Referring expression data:
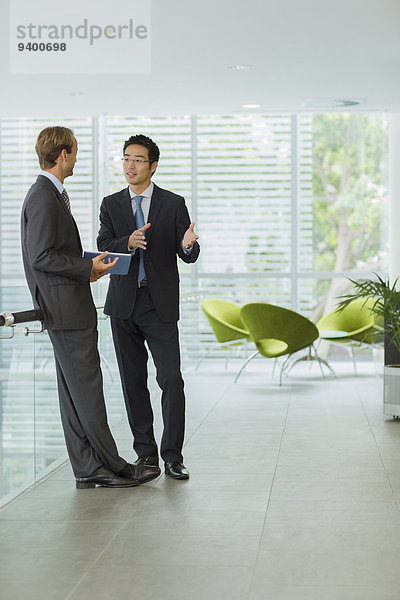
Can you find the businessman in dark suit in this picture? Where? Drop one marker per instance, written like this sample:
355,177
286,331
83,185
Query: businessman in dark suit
154,225
58,278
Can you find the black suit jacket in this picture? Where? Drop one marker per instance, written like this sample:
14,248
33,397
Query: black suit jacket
57,275
169,220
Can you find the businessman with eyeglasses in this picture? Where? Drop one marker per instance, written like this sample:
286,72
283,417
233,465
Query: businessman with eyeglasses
153,224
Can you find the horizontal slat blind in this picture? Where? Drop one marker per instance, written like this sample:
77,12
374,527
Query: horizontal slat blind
244,193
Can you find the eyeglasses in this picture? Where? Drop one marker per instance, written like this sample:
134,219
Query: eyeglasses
136,161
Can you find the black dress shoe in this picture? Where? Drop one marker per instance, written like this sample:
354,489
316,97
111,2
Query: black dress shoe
146,461
176,470
140,473
106,478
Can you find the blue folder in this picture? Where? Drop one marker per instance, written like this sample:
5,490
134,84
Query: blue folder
122,265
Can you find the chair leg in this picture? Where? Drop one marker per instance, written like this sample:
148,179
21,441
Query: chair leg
245,365
354,358
283,367
273,368
203,357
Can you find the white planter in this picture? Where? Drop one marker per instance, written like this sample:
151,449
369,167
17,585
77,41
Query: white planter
391,390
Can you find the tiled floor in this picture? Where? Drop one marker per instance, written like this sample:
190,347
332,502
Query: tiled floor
294,495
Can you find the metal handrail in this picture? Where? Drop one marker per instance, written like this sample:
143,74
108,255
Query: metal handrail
25,316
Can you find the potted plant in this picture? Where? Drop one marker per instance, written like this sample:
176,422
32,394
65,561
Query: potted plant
384,301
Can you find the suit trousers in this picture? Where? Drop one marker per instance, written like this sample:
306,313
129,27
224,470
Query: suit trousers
83,412
162,339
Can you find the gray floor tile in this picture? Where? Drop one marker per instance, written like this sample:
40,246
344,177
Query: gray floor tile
199,522
128,548
331,474
326,592
332,490
179,499
330,531
165,582
282,510
101,505
316,534
56,550
49,588
257,466
330,568
228,482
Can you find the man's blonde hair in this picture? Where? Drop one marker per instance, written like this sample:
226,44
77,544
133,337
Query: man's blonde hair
50,142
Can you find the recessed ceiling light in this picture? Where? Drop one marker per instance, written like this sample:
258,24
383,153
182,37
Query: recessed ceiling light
239,67
329,103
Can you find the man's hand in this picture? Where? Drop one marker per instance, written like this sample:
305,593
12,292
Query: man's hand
189,238
101,268
136,239
95,275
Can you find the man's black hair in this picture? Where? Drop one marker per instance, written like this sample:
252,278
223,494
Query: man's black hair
143,140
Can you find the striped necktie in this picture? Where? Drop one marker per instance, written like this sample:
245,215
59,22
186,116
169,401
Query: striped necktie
139,218
66,199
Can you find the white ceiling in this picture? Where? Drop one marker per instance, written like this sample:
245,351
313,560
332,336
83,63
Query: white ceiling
304,53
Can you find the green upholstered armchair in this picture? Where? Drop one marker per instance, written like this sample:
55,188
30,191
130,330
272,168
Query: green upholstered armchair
278,331
225,321
354,326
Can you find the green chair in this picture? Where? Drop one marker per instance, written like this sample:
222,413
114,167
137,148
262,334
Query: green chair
225,321
278,331
355,326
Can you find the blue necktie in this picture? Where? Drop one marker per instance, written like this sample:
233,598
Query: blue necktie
139,218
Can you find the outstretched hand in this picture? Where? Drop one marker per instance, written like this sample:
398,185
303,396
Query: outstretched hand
136,239
101,266
189,238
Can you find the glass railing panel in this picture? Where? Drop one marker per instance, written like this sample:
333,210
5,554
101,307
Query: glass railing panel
17,411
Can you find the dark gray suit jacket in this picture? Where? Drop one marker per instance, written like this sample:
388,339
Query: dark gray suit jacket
169,220
57,275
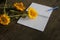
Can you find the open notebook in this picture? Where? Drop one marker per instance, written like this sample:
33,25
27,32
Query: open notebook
40,22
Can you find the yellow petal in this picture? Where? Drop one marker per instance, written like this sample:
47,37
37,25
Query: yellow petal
19,6
5,19
32,13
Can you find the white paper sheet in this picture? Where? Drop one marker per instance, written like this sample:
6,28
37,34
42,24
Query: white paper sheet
40,22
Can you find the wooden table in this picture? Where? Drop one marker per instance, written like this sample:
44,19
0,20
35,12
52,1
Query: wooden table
16,31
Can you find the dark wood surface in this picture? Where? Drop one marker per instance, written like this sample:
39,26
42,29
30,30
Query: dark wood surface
16,31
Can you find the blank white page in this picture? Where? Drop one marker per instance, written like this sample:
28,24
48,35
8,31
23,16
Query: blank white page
40,22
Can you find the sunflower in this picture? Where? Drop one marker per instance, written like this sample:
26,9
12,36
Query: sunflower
32,13
4,19
19,6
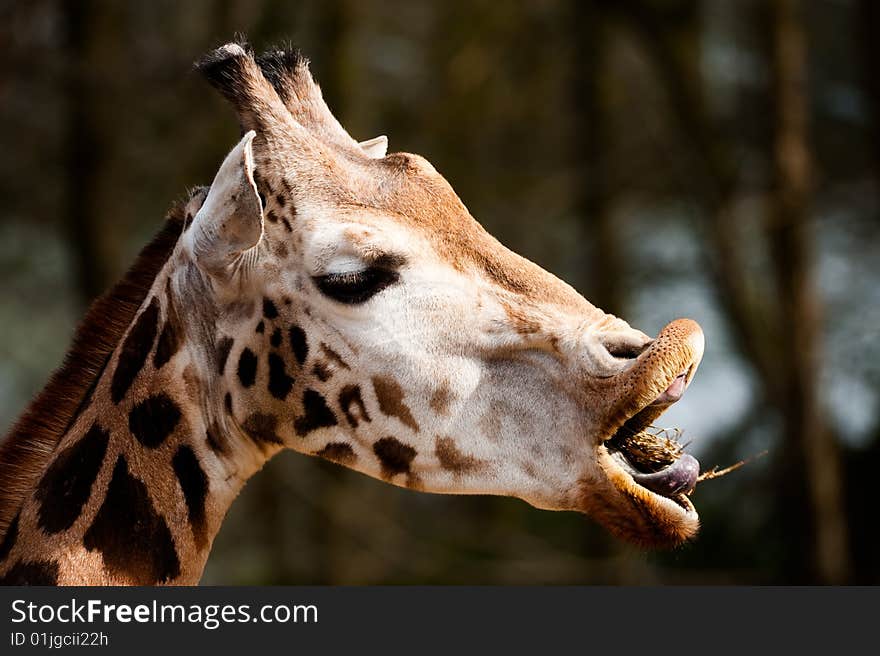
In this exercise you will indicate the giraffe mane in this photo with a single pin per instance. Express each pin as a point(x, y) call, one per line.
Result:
point(31, 440)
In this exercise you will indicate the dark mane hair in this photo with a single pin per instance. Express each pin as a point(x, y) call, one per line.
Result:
point(33, 438)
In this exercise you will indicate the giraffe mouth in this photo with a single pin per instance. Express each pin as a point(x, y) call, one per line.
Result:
point(644, 497)
point(649, 467)
point(654, 457)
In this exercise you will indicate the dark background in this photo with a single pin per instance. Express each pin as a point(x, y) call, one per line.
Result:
point(716, 159)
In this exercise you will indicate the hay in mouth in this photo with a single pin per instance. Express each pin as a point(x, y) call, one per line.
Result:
point(654, 457)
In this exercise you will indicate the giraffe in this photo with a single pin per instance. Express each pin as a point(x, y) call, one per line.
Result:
point(327, 297)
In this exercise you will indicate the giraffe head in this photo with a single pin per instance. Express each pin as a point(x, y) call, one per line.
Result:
point(357, 311)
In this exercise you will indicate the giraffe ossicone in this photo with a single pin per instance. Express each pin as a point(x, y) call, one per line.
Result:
point(330, 298)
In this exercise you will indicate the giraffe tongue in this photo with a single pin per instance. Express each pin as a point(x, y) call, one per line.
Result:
point(680, 476)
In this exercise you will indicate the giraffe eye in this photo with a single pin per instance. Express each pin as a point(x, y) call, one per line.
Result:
point(354, 287)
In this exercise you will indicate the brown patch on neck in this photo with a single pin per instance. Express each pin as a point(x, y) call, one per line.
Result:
point(454, 460)
point(390, 397)
point(35, 435)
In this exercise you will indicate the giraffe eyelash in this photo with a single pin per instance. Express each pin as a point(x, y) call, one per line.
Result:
point(355, 287)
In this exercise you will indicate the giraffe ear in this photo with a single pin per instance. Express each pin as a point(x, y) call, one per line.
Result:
point(230, 220)
point(375, 147)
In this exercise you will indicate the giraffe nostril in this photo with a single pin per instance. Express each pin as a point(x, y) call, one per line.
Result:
point(625, 348)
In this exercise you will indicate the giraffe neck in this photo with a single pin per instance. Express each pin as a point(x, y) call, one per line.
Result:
point(138, 486)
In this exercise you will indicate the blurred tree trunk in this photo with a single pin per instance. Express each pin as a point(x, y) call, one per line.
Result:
point(592, 202)
point(810, 461)
point(84, 149)
point(775, 322)
point(867, 17)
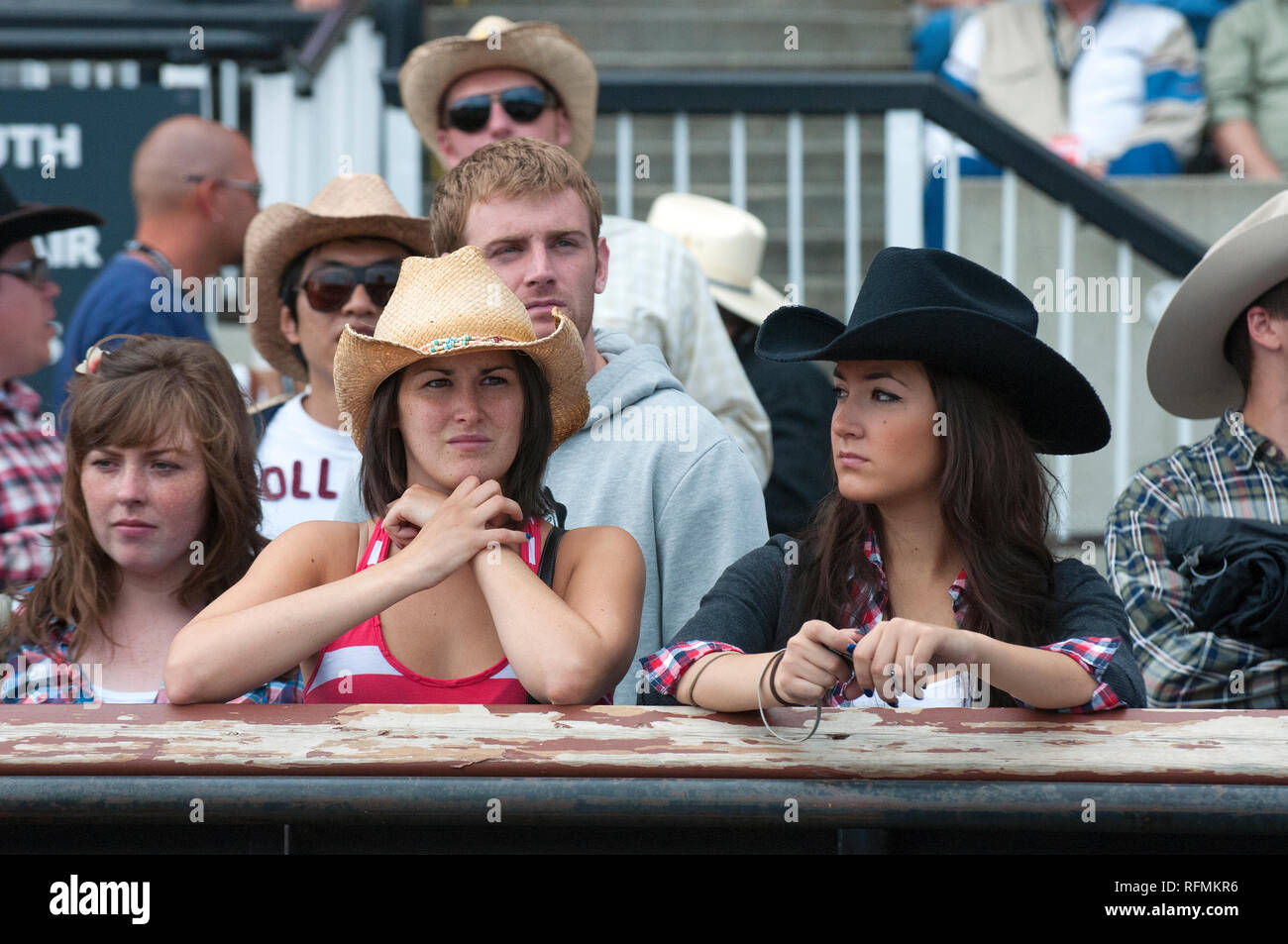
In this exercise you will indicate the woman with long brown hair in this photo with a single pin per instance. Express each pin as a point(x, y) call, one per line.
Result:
point(455, 590)
point(925, 576)
point(160, 515)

* **Assignment**: What is needed is an exact repeat of the records, with every picture left out.

* **Task answer**:
Can you find the businessman in dark suit in this picture? Where? Drop one marker per instance, written like this sample:
355,177
286,331
83,185
Query: businessman in dark suit
154,225
58,278
Can you find the black suit jacket in this picture? Where? Drop one marker per instance, written like this sample:
14,248
33,397
Query: black suit jacket
57,275
169,220
Can you find the businessman with eyeglasses in this picture? Where? Drop one marker per instance, written like this sample:
286,72
283,417
233,465
Query: businessman with eyeglasses
153,224
Can you find the horizontal slat blind in this picture? Where? Drop one marker per instance, written like this sample:
77,12
374,527
Query: horizontal slat blind
244,193
Can you find the eyeglasses in this picture? Where? Drop one marker per instance, written like this sample:
134,219
Query: eyeglasses
136,161
Can you find the black dress shoe in this picture? Where? Drop one marker per instance, written like this sample:
354,489
316,97
111,2
Query: black dress shoe
146,461
176,470
140,473
106,478
Can you find the blue folder in this picture? Where? Drop one marker per instance, written like this sample:
5,490
134,84
Query: blue folder
122,265
Can you find the chair leg in this picture? Where? Drop one marker per instance, written like this sample:
148,179
21,441
Query: chair leg
245,365
354,358
283,367
273,368
203,357
Can you find the white planter in this picture? Where? Drop one marker per instance, written like this sample:
151,449
369,167
17,585
77,41
Query: white planter
391,390
Can you find the tiled floor in this picture? Where? Drop one marker per instance, written like this sample:
190,347
332,502
Query: tiled floor
294,495
Can you find the metal handrail in this picture? Where? Drop one marker per instance, written like this sample:
143,74
108,255
Query: metal handrail
25,316
Can you find the potted plant in this picture? Where? Drop one marker per instance, written like this sample:
176,422
32,394
65,561
Query: potted plant
384,301
Can you find the suit trousers in this picture? Where? Drop one marker per instance, written like this sample:
306,313
129,27
224,470
Query: suit trousers
83,412
162,339
Can you find the gray floor tile in this picture? Where? Drop one marker per instance, written like this sample:
40,246
344,177
Query: gray floor tile
199,522
128,548
331,474
326,592
332,490
179,499
330,531
165,582
282,510
101,505
316,534
56,550
49,588
257,466
330,568
228,482
Can you find the man's blonde hair in this picture? Where? Drop one marker per instance, written like this sample:
226,44
77,544
133,337
Query: man's blonde hair
50,142
Can you find the recessed ceiling light in this picture? Where? Drop one marker per instance, written like this sample:
258,24
383,153
182,37
Query: recessed ceiling light
239,67
329,103
Can you find the man's hand in this picture? Where? Drop one marker per instance, written like this sample:
305,593
12,292
Query: man's hand
189,238
101,268
136,239
95,275
Can you find the man's black hair in this picture? Where? Drop one marker per instance, written like this sample:
252,278
223,494
Query: man's black hair
143,140
Can you find the striped necktie in this picture? Where? Drop one marker per instance, written like this sample:
245,215
59,22
186,116
169,401
Query: striped necktie
139,218
66,199
Can you find the white ceiling in this picture? Where? Drop one marker per instance, written like this sample:
245,351
313,560
332,336
83,63
Query: white ceiling
304,53
Can you find the green upholstered armchair in this picture? Where? Drop one marker per instance, written like this sample:
55,188
30,191
130,330
272,168
Query: green upholstered armchair
278,331
225,321
354,326
Can you find the green chair in this picture? Where? Drop one marker per instance, written like this sample:
222,413
114,167
137,148
262,334
Query: green chair
225,321
278,331
355,326
Can you find the blue necktie in this picture? Where? Drop one marker per instance, written like this sample:
233,598
Query: blue necktie
139,218
Can you find the outstretched hand in this picture? Where? Drop one marker per instance, written like this sample:
398,185
303,396
Query: outstretched hand
136,239
101,266
189,238
Can you find the glass railing panel in this picture? Where? Drop one marker per instance, written like this sample:
333,210
5,554
101,307
Query: glass railing panel
17,411
Can you find the dark gray suit jacket in this picture? Where? Drop one marker per instance, written like this sample:
388,339
Query: dark gray suit jacket
169,220
57,275
Can you find the open notebook in this picture? Where? Drop one marker per instance, written like this sample:
33,25
27,32
Query: open notebook
40,22
Can you find the yellow petal in this picture? Where? Drop one marker per instance, written like this sample:
47,37
37,25
Query: yellow petal
19,6
5,19
32,13
Can you find the white paper sheet in this picture? Where? Drop one marker per instance, written like this sample:
6,28
37,34
42,24
Query: white paper sheet
40,22
Can you find the wooden table in this picture? Where? Drop one marker per instance, written like this sample:
44,19
0,20
35,12
52,1
Query: wooden table
16,31
Can you find the dark wood surface in this picture? Where? Drop one marker per instance, written like this sample:
39,26
42,29
30,30
Query: dark wood surface
16,31
Can you find the blank white page in this picture? Where? Drop one marker per instance, written like this sample:
28,24
48,35
8,31
23,16
Query: blank white page
40,22
Can you find the sunflower in this picture? Where? Drop one marker per instance, written like this sample:
26,9
12,36
Query: sunflower
32,13
4,19
19,6
In this exercise you will indicate the giraffe mane in this photo with a single pin per instance. Express each pin as a point(x, y) call, one per line.
Result:
point(31, 440)
In this exercise you will indicate the dark mane hair in this photo with a single pin per instance. Express each pin as a point(x, y) call, one per line.
Result:
point(33, 438)
In this exercise you will indicate the giraffe mouth in this photo with a single pin per instance. Express each pin as a point(x, y) call, one per line.
Result:
point(644, 497)
point(649, 467)
point(654, 457)
In this exercise you will indicate the dark background in this photo with a single pin per instance. Express each pin as a point(x, y) call, one per line.
Result:
point(716, 159)
In this exercise you will indicate the hay in mouth in this photo with a single pin per instance. Express each pin as a point(x, y) call, one per line.
Result:
point(654, 457)
In this exercise you will indicate the giraffe in this photo with a single pin per instance. Express each pin as a point(x, y) call, one per line.
Result:
point(327, 297)
In this exercise you will indicate the giraffe head in this photo with a single pin per instance. Express each pin as a point(x, y) call, one per line.
Result:
point(357, 311)
In this exercise you will indicate the giraffe ossicone in this photo with a single pin per instance. Express each pin as a point(x, y) call, one per line.
Result:
point(330, 298)
In this exercise you will indicate the giraffe tongue in this photo with a single pin per instance. Express each pin as a point(x, y) call, one per line.
Result:
point(680, 476)
In this exercise you will indicate the giraffe eye in this photo with a single pin per instance. Express each pin as a point(x, y) call, one per line.
Result:
point(354, 287)
In this exercise you will indicate the brown patch on neck in this photo with a single pin per instance. Express each pin as a point(x, y) call, one per line.
Result:
point(454, 460)
point(390, 397)
point(35, 435)
In this exercise you will indicate the giraffe eyelash in this photo with a single pin per instance. Express each pin as a point(x, y) call, one per line.
Result:
point(355, 287)
In this exercise you will indicate the giraffe ear in this photo with a single pin per instance. Express each pin as a point(x, y) call, one per line.
Result:
point(230, 220)
point(375, 147)
In this exercise you will indicate the giraffe nostril in this photo with a single pin per instance. Express each pin as a point(x, y) call, one per line.
Result:
point(625, 348)
In this exercise you will indicate the giraffe neck in this photo with a single pin per instance. Express each pin as a point(x, y) call, one per line.
Result:
point(138, 486)
In this exercise you will indicate the blurred tree trunk in this photo with a single pin per instance. Express each pin as a point(x, y) call, one per line.
Result:
point(592, 202)
point(810, 461)
point(84, 149)
point(775, 322)
point(867, 17)
In this exercise you will indicate the woman with long brown hair in this photo with a single pin per instance. Express each pin as a point(x, y) call, one per line.
Result:
point(455, 590)
point(925, 576)
point(160, 515)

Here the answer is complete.